● **提供データ**:
※

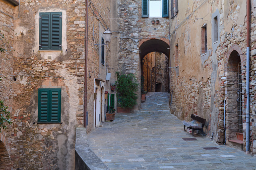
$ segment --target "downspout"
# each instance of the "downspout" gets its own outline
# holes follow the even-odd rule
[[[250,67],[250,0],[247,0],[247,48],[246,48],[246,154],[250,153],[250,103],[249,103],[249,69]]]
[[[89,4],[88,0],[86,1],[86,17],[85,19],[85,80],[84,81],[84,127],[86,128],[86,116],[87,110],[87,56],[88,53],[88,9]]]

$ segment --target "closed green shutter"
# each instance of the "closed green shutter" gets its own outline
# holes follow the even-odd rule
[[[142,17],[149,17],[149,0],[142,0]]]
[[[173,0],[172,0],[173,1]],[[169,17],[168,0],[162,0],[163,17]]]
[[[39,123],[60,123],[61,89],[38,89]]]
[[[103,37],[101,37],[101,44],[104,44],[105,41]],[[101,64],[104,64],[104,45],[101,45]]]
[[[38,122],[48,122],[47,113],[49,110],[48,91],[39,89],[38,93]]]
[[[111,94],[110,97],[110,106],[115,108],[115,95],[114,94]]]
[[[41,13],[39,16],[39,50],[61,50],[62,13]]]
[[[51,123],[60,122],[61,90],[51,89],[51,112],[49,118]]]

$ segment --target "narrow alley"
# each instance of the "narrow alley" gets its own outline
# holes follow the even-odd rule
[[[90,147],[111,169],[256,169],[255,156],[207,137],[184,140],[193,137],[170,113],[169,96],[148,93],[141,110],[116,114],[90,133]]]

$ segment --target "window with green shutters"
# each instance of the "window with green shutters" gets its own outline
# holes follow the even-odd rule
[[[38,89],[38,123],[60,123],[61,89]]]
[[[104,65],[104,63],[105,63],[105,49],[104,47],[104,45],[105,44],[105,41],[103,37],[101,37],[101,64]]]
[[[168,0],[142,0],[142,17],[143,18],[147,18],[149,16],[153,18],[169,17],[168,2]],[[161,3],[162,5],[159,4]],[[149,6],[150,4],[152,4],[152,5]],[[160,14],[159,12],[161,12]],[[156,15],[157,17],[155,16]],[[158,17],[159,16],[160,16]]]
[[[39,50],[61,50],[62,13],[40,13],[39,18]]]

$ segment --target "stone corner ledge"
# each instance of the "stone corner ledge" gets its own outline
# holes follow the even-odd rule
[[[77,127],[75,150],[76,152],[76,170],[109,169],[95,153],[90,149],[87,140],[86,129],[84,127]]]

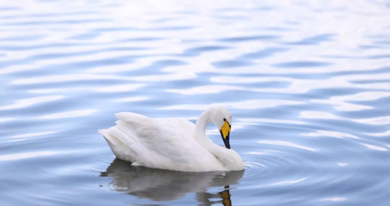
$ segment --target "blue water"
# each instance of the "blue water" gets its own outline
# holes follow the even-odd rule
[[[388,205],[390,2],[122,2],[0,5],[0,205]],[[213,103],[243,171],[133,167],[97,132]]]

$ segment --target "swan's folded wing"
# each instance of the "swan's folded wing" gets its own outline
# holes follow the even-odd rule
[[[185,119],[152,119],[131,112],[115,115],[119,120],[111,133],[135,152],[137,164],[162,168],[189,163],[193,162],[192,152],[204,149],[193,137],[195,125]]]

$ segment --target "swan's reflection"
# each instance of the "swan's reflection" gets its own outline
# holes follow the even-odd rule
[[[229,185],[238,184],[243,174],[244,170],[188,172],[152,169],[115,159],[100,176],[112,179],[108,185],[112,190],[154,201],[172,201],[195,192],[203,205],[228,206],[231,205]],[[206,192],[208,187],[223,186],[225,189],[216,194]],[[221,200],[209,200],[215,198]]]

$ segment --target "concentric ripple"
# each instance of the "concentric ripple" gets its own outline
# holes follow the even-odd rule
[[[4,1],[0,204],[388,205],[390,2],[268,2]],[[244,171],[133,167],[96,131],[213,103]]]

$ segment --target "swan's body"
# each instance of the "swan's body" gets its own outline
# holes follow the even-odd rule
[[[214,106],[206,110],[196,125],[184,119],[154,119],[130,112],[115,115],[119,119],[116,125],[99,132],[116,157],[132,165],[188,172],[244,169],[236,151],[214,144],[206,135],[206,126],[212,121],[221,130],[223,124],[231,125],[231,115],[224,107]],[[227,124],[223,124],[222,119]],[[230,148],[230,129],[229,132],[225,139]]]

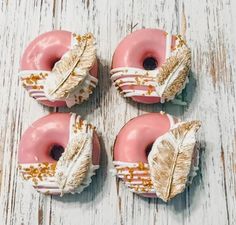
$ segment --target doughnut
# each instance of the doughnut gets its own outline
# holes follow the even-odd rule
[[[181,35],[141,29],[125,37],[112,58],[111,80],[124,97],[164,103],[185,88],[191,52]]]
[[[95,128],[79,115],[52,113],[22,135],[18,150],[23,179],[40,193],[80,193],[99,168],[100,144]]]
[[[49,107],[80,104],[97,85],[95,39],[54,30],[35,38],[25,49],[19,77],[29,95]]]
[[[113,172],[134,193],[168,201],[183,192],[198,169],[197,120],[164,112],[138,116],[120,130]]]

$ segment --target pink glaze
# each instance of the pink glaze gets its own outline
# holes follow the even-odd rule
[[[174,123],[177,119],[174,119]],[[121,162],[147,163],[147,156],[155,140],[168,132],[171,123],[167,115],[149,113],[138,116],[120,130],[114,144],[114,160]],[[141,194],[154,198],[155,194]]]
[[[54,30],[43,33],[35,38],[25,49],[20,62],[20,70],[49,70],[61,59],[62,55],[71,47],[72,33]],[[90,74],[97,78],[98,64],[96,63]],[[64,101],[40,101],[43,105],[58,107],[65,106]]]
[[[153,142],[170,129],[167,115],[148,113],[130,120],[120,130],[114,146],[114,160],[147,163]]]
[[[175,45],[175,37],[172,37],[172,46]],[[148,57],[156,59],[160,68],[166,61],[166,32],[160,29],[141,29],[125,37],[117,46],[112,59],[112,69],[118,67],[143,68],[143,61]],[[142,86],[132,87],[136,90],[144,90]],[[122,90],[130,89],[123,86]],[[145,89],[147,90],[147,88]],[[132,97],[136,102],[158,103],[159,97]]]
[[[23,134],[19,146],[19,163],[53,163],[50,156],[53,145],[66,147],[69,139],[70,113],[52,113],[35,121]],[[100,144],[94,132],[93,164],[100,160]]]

※

● **課題の目的**: データの中から文字列「window」を含む行をすべて抜き出し、元の形のまま返せ。

● **解答**:
$ segment --target "window with green shutters"
# each instance of the "window with green shutters" gets its own outline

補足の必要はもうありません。